Stored data entries:
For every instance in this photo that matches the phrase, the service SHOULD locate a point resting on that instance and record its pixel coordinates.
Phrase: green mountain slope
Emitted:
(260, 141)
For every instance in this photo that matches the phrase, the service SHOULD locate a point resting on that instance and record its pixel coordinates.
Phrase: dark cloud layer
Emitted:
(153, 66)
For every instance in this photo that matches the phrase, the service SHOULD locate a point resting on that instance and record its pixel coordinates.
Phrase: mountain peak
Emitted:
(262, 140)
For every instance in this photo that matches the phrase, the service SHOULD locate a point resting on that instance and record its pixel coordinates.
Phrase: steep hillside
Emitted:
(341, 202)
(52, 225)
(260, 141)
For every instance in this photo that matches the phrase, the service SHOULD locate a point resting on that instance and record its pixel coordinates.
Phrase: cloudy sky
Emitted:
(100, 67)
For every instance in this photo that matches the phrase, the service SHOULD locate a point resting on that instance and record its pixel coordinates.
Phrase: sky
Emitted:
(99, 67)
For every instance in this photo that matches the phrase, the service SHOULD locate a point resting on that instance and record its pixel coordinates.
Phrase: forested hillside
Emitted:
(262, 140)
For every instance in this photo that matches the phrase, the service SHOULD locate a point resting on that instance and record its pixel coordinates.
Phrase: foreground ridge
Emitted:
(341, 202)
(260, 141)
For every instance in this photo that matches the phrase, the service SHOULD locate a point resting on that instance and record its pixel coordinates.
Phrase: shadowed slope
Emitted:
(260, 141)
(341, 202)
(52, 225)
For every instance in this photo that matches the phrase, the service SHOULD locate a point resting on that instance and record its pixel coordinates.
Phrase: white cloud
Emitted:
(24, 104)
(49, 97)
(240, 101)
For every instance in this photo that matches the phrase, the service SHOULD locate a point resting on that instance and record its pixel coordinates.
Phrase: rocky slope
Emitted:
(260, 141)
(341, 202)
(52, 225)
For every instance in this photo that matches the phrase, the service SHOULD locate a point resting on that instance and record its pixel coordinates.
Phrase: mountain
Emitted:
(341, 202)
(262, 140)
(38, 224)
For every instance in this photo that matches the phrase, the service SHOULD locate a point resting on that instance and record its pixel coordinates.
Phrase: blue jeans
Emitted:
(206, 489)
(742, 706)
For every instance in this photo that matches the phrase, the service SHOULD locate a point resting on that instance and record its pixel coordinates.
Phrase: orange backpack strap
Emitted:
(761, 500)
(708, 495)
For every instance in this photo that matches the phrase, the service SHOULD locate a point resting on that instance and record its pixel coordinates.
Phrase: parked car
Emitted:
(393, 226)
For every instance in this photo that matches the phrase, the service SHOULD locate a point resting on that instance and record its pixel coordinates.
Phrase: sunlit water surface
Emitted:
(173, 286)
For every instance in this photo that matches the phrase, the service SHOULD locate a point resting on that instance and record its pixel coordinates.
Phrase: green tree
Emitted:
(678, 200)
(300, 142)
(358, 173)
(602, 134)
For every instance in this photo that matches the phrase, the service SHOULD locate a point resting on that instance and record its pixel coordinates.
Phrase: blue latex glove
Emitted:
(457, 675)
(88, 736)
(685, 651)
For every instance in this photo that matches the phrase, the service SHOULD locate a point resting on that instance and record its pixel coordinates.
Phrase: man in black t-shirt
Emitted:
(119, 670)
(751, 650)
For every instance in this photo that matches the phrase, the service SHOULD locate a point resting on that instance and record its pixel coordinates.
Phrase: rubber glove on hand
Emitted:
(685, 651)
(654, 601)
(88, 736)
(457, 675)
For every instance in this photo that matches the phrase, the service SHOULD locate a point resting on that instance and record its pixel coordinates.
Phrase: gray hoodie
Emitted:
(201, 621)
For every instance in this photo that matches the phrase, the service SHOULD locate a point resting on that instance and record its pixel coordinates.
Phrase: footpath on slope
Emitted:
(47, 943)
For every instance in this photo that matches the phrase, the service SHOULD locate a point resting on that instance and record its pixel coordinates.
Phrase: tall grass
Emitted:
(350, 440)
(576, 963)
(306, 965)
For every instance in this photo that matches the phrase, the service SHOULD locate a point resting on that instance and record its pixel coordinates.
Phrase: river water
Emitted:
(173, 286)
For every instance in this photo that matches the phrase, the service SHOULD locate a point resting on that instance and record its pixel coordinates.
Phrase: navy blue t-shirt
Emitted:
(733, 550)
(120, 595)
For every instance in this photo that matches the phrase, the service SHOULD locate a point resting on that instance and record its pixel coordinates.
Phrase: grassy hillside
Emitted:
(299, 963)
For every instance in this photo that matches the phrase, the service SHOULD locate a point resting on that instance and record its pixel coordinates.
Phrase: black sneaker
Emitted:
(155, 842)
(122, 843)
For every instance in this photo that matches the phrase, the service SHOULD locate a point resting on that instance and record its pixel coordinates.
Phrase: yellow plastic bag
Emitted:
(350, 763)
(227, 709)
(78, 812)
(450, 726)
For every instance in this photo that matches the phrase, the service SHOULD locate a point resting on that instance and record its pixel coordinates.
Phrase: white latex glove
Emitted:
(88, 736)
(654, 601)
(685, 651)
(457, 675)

**ACTIVITY:** The lines from the start of the entries above through the line containing "Phrase: foreground ridge" are the ones to return, please; copy them exactly and include both ends.

**RESPONSE:**
For every instance in this photo that matches the phrase, the service SHOULD locate a point resting on that instance and record its pixel coordinates.
Phrase: green mountain slope
Emitted:
(260, 141)
For every instance in this photo that matches the phrase, the service SHOULD locate a point resting on that instance and record its pixel coordinates.
Phrase: dark cloud layer
Emitted:
(153, 66)
For every instance in this photo that matches the phrase, the service SHOULD locate a point resting on that instance and record its pixel coordinates.
Phrase: mountain peak
Emitted:
(262, 140)
For every instance in this photo that matches the phrase, the service SHOULD locate a point resting on that instance and record its pixel coordinates.
Phrase: steep hillside
Emitted:
(341, 202)
(52, 225)
(260, 141)
For every instance in this photo that matches the phrase, the service SHOULD locate a point resting on that instance and record its pixel coordinates.
Phrase: cloudy sky
Emitted:
(100, 67)
For every instance in this photo that matches the phrase, the service SHOULD locate a point resting on that instance and record its pixel coordinates.
Phrase: sky
Emitted:
(99, 67)
For every instance in this photo that matches the phrase, the service SHOULD locate a point resting on that instance and record its pixel coordinates.
Phrase: forested hillside
Emitted:
(262, 140)
For every instance in this photo that matches the phrase, the service SHOULD locate a point resting on that instance and record its pixel coordinates.
Phrase: foreground ridge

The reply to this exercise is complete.